» Exercise aim
Rewrite all the records below as one numbered list, one line per item, and leave out any blank lines.

» Data for this task
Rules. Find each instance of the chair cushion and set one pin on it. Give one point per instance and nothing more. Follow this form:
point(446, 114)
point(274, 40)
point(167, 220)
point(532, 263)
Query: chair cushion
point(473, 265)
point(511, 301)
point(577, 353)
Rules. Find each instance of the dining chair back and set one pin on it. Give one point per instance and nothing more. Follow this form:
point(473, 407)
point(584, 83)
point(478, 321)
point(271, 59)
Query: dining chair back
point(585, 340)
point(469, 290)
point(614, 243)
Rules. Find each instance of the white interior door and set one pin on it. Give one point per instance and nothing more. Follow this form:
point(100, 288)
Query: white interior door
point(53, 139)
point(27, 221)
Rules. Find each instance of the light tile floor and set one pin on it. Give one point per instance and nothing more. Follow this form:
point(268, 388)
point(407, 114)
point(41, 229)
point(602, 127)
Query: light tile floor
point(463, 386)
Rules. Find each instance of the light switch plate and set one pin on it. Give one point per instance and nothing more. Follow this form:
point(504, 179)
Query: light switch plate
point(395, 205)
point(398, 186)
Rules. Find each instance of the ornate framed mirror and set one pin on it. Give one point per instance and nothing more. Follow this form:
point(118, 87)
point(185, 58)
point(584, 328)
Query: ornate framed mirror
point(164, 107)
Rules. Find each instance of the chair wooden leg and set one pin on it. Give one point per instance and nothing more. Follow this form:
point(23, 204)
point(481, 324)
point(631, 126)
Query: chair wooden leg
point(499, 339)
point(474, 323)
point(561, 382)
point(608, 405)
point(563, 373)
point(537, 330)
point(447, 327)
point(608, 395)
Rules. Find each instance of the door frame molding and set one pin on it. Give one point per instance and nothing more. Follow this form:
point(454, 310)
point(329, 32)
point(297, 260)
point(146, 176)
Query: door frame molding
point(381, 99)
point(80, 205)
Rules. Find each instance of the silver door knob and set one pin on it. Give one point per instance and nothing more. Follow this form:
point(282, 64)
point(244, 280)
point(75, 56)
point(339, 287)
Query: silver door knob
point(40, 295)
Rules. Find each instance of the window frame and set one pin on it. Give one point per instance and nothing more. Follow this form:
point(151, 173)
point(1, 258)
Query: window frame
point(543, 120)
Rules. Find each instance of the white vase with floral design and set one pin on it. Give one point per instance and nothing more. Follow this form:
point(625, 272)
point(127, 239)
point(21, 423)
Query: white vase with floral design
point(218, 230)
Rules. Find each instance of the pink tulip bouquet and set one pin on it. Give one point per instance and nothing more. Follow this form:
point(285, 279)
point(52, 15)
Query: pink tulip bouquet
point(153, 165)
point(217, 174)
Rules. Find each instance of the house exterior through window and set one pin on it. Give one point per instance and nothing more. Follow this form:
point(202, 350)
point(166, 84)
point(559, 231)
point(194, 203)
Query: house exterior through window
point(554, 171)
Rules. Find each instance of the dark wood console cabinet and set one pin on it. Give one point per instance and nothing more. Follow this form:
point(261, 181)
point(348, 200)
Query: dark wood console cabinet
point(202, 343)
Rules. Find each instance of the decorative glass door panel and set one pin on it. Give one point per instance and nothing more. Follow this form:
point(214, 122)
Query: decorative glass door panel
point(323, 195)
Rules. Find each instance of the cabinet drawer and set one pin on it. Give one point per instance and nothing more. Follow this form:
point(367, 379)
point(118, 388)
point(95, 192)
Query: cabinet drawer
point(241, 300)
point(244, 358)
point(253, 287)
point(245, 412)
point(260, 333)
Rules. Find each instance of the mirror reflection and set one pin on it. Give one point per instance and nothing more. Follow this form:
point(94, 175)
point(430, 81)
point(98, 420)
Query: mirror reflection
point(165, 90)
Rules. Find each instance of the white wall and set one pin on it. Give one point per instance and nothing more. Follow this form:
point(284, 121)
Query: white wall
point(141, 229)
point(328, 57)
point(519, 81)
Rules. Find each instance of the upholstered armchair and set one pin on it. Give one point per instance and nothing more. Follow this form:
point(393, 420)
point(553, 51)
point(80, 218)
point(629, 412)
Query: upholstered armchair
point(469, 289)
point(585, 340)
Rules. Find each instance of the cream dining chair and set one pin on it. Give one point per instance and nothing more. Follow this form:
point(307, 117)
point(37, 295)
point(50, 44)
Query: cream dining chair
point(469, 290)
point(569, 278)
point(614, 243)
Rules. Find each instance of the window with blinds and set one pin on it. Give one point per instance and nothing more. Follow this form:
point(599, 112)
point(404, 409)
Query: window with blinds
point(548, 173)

» Output below
1. Rules. Find each instance of the chair cushion and set one pin on it. Give one point per instance and nothing more. Follow this form:
2. point(446, 114)
3. point(274, 40)
4. point(167, 220)
5. point(532, 263)
6. Query: chair cushion
7. point(473, 265)
8. point(511, 301)
9. point(577, 353)
10. Rules. Find each instance of the dining chair back and set one pin on it. Give one point per instance and nothing more. Follow this form:
11. point(473, 407)
12. point(584, 83)
13. point(478, 321)
14. point(271, 59)
15. Query: dining chair back
16. point(585, 340)
17. point(469, 290)
18. point(614, 243)
19. Rules. Find each instance of the white interior door and set one pin on it. Give one point per instance and nothing more. Follow this form:
20. point(100, 288)
21. Query: white interior door
22. point(53, 139)
23. point(27, 221)
24. Rules. Find each instance of the light tile floor and set one pin on it. Give one point per instance and nothing more. Follow this form:
25. point(268, 388)
26. point(407, 114)
27. point(41, 229)
28. point(602, 127)
29. Query: light tile floor
30. point(463, 386)
31. Rules. Find each instance of the light switch plate and set one pin on it. Give one point per instance and nothing more. Follow this form:
32. point(504, 179)
33. Query: light switch plate
34. point(395, 205)
35. point(398, 186)
36. Rules. Find each instance of the ornate framed mirror and set one pin on it. Give one point per instance and nothing more. Follow this form:
37. point(118, 87)
38. point(185, 58)
39. point(584, 328)
40. Query: ornate framed mirror
41. point(164, 107)
42. Rules. Find each instance of the chair wooden leg and set one pin on it. Give one point per instance and nothing more. Follow this form:
43. point(23, 204)
44. point(481, 324)
45. point(631, 126)
46. Query: chair wooden leg
47. point(499, 339)
48. point(474, 323)
49. point(561, 382)
50. point(608, 405)
51. point(563, 373)
52. point(537, 330)
53. point(447, 327)
54. point(608, 395)
55. Rules. Find each instance of the door frame molding and set one pin on it. Give one point per instance and nothing more. Follow this form:
56. point(454, 310)
57. point(329, 32)
58. point(297, 260)
59. point(146, 176)
60. Query: door frame molding
61. point(381, 99)
62. point(80, 205)
63. Rules. Find each instance of the silver door knob and set one pin on it. Give one point per instance and nothing more. Follow this form:
64. point(282, 64)
65. point(244, 280)
66. point(75, 56)
67. point(339, 287)
68. Query: silver door knob
69. point(40, 295)
70. Rules. Find each instance of the window frame and set one pin on it. Give one point per instance and nothing more. Follow this form:
71. point(151, 173)
72. point(1, 258)
73. Query: window frame
74. point(543, 120)
75. Rules. Find each instance of the white vase with floral design and set one pin on it. Give one point per instance and nothing more. Follow this form:
76. point(625, 272)
77. point(127, 239)
78. point(21, 423)
79. Query: white vase with floral design
80. point(218, 230)
81. Rules. Find each instance of the pink tulip bouquet and set one pin on it. Give one point per instance and nothing more. Follow this form:
82. point(285, 279)
83. point(52, 15)
84. Query: pink tulip bouquet
85. point(153, 165)
86. point(217, 174)
87. Rules. Find each instance of the house exterior through window and set one pin on it. Give one point per instance and nothing more. Follow this form:
88. point(202, 350)
89. point(166, 84)
90. point(559, 231)
91. point(194, 203)
92. Query: house exterior through window
93. point(554, 171)
94. Rules. Find each instance of the dark wood console cabinet and set one pin on it. Give one point per instance and nothing more. Follow this form:
95. point(261, 181)
96. point(348, 200)
97. Query: dark wood console cabinet
98. point(202, 343)
99. Rules. Find each instance of the decorative glass door panel and set one pin on it. Give one point per instance and nothing more. Follow this form:
100. point(214, 122)
101. Query: decorative glass door panel
102. point(323, 195)
103. Rules. Find each instance of the cabinet drawer and set one pin on it. Give one point per instance and nothing more. Follow this form:
104. point(367, 379)
105. point(118, 388)
106. point(95, 192)
107. Query: cabinet drawer
108. point(241, 300)
109. point(244, 358)
110. point(253, 287)
111. point(245, 412)
112. point(260, 333)
113. Rules. Find each instance of the mirror reflection and set one pin on it. Give one point per instance and nothing more. Follow this form:
114. point(94, 175)
115. point(430, 81)
116. point(98, 420)
117. Query: mirror reflection
118. point(165, 90)
119. Rules. Find each instance of the white wall and set one pin on it. Give one point per instance and nothing more. Follow this form:
120. point(284, 121)
121. Query: white wall
122. point(141, 229)
123. point(328, 57)
124. point(519, 81)
125. Rules. Find each instance of the upholstered armchair and set one pin on it. Give one point per instance and nothing more. Follow this form:
126. point(393, 420)
127. point(553, 51)
128. point(80, 218)
129. point(629, 412)
130. Query: upholstered armchair
131. point(469, 289)
132. point(585, 340)
133. Rules. Find each instance of the cream dining chair and set one pin on it. Give one point per instance and nothing more. Follow this form:
134. point(307, 117)
135. point(37, 295)
136. point(50, 44)
137. Query: cream dining chair
138. point(469, 290)
139. point(569, 278)
140. point(614, 243)
141. Rules. Find each instance of the window with blinds and set one pin on it. Give one point per instance and nothing more. Follow this form:
142. point(599, 112)
143. point(404, 409)
144. Query: window with blinds
145. point(548, 173)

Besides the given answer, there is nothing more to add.